(Data entries)
** begin **

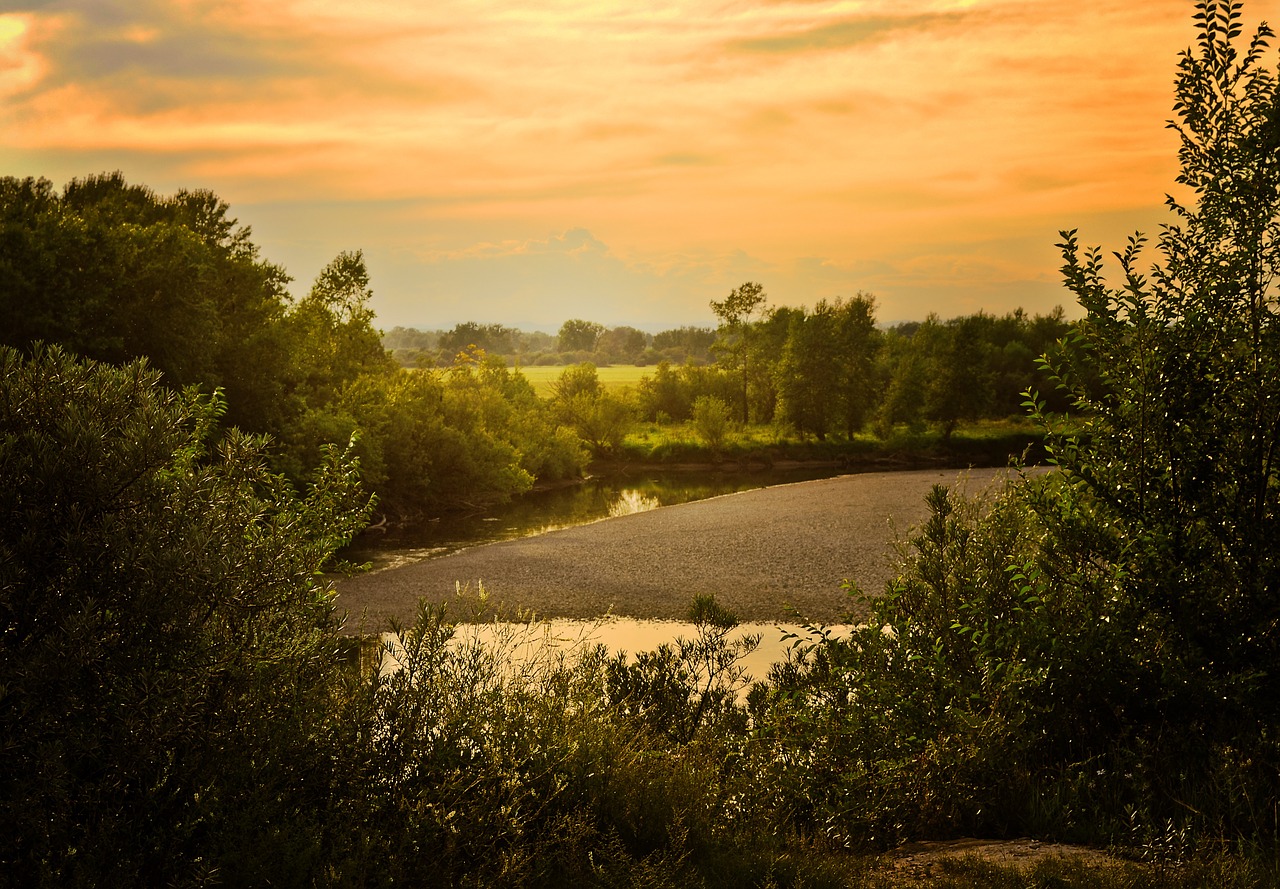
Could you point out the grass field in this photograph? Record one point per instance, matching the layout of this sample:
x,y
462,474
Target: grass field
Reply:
x,y
615,376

** end **

### Goal of the exercise
Rewrite every line of the listing, keeping all its text, and raise each coordinate in the answers by 62 while leaving every other number as it is. Omit the pictures.

### Task result
Could you point out the grass field in this photograph? Record one point per instance, matching the layout of this sample:
x,y
462,474
Target: grass field
Reply:
x,y
677,438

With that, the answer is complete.